**REQUIREMENT 1:** From the passage on interstellar missions, quote everything from "4. A probe (or" down to "the nearby stars.".
**REQUIREMENT 2:** Sum up the passage on interstellar missions in two sentences.

**SELECTED EXCERPT:**
Given the immensity of interstellar space, planning either a manned or unmanned interstellar mission at this time faces many difficulties. However, both manned and unmanned expeditions to the Oort Cloud and beyond, may have advantages.


Section 1: The Disadvantages of Interstellar Flight

There are several disadvantages to mounting an interstellar mission. The first is that the distances are large, so it would be a very long, slow journey. With present technology, such a trip, whether manned or unmanned, would take over 50,000 years, longer than the span between now and the old stone age. Assuming such a probe is launched a century from now, using technology capable of maximum speeds equal to 1% the speed of light, such a probe would still take over 400 years to reach the nearest star beyond the Solar System, Proxima Centauri.

Four problems present themselves.

  1. The probe (or manned spaceship) would have to keep functioning for a very long time, longer than humanity has known how to use electricity.
  2. People back in the Solar System would have to remember to receive the signal, when the probe reached the star, and was ready to send back the data it had recorded. Humanity has a poor record when it comes to keping projects going for multiple centuries.
  3. Given the distance, the power requirements for sending back data, and the low data rate for a signal sent so far, not vey much information could be returned.
  4. A probe (or manned expedition) sent a few decades later might be capable of much higher speeds, thus rendering the probe obsolete before it arrived.
The third point is worth considering. Every few years there are advances in optics, radio, and microwave astronomy. Instruments on or near the Earth can see farther, fainter, and in more detail than they could a decade ago. It is quite likely that by the time a probe to another star system arrived, instruments in the Solar system would be able to collect more data about the nearby star system, than the probe could. Also, such instruments would not be limited to reporting back on one star system, but could examine all of the nearby stars.

The last point, of course, is particularly galling. One could launch a probe that cost vast amounts of money, resources, and effort to send, only to have it become obsolete before it arrives. The case is even worse for a manned expedition, that might arrive at a fully populated planet, colonized by expeditions that started the trip a century after them.

(Dataset items)

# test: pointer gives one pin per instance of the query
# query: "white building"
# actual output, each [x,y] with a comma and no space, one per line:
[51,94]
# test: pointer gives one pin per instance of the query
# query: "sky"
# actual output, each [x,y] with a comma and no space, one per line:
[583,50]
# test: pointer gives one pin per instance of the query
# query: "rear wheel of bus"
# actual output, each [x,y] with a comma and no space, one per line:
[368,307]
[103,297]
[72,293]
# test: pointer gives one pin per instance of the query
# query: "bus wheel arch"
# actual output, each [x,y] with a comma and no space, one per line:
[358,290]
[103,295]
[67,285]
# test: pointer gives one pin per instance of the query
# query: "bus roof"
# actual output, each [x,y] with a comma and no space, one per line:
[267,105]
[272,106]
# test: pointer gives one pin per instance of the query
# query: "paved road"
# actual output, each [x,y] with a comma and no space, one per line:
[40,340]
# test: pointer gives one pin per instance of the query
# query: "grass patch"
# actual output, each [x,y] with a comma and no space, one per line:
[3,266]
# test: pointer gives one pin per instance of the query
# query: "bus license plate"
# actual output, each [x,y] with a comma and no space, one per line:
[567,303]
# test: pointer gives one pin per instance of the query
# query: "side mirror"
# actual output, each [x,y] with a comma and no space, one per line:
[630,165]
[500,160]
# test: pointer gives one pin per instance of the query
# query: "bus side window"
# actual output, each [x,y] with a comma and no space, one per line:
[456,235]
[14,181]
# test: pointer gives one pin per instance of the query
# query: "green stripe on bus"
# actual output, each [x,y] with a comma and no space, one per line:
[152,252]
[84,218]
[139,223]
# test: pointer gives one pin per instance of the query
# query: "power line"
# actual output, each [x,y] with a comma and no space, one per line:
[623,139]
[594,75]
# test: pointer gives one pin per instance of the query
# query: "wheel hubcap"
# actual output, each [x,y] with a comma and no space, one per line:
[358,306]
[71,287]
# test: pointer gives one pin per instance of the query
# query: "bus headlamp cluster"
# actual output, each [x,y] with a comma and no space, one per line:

**ANSWER 1:**
4. A probe (or manned expedition) sent a few decades later might be capable of much higher speeds, thus rendering the probe obsolete before it arrived.
The third point is worth considering. Every few years there are advances in optics, radio, and microwave astronomy. Instruments on or near the Earth can see farther, fainter, and in more detail than they could a decade ago. It is quite likely that by the time a probe to another star system arrived, instruments in the Solar system would be able to collect more data about the nearby star system, than the probe could. Also, such instruments would not be limited to reporting back on one star system, but could examine all of the nearby stars.

**ANSWER 2:** An interstellar mission faces many difficulties because the distances are huge: even a probe reaching 1% of the speed of light would take over 400 years to get to Proxima Centauri. Such a craft would have to keep working for centuries, people would have to remember to receive its signal, little data could be sent back, and a faster craft launched later might make it obsolete before it arrived, while instruments in the Solar System may by then gather more data on nearby stars than the probe could.